[Entries taken from a collection]
* begin *

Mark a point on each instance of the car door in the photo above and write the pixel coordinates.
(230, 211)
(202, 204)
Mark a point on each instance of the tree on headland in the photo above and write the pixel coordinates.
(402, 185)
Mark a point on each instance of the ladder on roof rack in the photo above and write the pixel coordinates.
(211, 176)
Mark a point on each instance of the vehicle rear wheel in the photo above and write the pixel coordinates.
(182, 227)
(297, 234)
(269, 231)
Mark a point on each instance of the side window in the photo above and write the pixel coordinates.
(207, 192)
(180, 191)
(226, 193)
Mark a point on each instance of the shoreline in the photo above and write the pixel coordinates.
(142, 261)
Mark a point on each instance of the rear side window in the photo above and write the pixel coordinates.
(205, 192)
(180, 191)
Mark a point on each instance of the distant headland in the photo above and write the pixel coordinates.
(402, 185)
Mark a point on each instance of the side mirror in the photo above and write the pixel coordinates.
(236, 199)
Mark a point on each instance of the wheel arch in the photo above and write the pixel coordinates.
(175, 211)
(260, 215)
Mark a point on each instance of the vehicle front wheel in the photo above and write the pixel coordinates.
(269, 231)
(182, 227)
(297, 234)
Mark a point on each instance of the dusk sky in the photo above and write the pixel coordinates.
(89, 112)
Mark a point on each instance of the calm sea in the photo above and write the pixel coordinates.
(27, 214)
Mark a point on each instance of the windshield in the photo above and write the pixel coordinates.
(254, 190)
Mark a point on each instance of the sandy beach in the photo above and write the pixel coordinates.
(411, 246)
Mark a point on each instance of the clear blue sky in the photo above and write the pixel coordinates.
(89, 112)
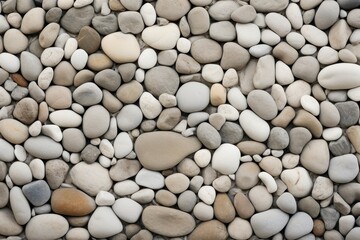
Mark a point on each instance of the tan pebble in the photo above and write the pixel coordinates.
(243, 206)
(285, 53)
(98, 62)
(319, 228)
(307, 120)
(217, 94)
(284, 117)
(223, 208)
(251, 147)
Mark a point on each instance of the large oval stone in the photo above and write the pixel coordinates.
(91, 178)
(168, 222)
(46, 226)
(71, 202)
(340, 76)
(163, 149)
(43, 147)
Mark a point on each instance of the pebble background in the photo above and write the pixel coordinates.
(179, 119)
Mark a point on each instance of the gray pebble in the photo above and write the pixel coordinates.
(330, 217)
(349, 113)
(56, 171)
(340, 147)
(90, 153)
(231, 133)
(105, 24)
(37, 192)
(208, 135)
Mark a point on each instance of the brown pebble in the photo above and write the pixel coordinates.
(319, 228)
(19, 79)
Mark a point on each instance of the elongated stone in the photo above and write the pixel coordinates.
(163, 150)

* end *

* WHAT TO PRODUCE
Rewrite the stretch from the line containing "Mark a point on each instance of the elongated" through the end of the data, replacing "elongated stone" with "long stone" and keeping everything else the same.

* ANSWER TO THIS TASK
Mark a point on each instance of the long stone in the photo above and write the pixel coordinates.
(163, 150)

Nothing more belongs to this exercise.